**Task data:**
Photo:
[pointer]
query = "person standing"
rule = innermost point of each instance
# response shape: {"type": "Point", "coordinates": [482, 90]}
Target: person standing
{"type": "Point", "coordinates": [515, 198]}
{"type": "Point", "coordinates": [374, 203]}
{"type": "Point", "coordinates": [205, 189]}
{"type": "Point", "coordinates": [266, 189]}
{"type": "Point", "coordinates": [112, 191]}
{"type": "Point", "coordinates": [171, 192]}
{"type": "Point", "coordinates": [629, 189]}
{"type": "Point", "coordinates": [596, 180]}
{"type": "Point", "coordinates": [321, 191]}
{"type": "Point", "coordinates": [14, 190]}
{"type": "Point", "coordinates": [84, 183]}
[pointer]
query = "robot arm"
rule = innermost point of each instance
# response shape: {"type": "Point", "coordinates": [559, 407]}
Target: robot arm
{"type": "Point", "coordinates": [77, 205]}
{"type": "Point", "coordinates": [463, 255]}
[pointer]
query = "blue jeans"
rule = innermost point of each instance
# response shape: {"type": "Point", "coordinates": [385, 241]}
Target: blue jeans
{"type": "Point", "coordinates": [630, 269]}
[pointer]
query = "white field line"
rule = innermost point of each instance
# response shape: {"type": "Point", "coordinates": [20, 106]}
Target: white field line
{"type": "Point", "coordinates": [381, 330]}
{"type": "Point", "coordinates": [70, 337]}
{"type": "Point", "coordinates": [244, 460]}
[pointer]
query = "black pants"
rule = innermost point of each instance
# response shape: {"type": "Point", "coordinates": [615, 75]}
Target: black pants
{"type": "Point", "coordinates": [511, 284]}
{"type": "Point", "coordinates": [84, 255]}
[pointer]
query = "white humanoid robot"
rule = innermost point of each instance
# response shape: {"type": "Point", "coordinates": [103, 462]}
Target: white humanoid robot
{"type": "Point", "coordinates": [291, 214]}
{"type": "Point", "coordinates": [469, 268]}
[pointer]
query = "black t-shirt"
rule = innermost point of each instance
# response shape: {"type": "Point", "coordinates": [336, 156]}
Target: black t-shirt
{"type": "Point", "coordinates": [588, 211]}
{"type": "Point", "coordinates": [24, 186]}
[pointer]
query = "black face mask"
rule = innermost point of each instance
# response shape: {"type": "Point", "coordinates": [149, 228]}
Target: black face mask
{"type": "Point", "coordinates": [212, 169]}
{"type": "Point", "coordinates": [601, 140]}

**What is expected:** Reproduce every line above that contains the string "query".

**Worked solution:**
query = "person standing"
query = "robot arm"
query = "blue jeans"
query = "white field line"
query = "black pants"
query = "white humanoid robot"
query = "black t-shirt"
query = "black face mask"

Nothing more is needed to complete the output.